[[ Provided records open ]]

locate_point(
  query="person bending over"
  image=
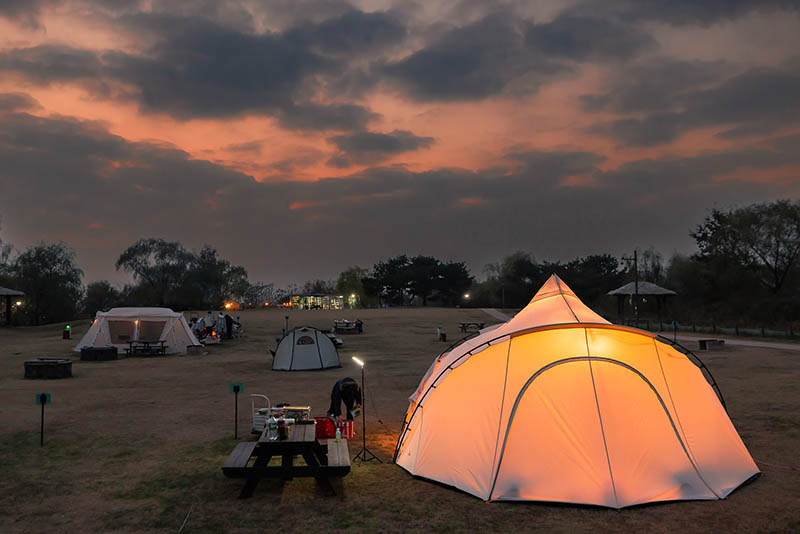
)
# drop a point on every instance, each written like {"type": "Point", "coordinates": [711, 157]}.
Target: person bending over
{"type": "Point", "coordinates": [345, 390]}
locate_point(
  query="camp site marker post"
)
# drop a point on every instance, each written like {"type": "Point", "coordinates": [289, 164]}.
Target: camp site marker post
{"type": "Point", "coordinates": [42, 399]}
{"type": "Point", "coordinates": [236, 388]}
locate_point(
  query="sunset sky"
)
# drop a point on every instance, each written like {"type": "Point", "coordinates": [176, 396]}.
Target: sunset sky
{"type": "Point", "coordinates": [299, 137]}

[[ Provided records closed ]]

**Activity**
Repeat the material above word for word; no images go in the copy.

**Task output**
locate_point(
  query="person bending over"
  image=
)
# drop a point on every instance, each written like {"type": "Point", "coordinates": [711, 157]}.
Target: person bending over
{"type": "Point", "coordinates": [345, 390]}
locate_point(
  query="camp site marker post"
)
# drop a point on every instance, each written like {"type": "Point", "coordinates": [289, 164]}.
Target: camp site marker post
{"type": "Point", "coordinates": [42, 399]}
{"type": "Point", "coordinates": [236, 388]}
locate_point(
  query="sunset sky"
)
# drop a point on every instance, each written like {"type": "Point", "coordinates": [176, 396]}.
Target: sunset sky
{"type": "Point", "coordinates": [299, 137]}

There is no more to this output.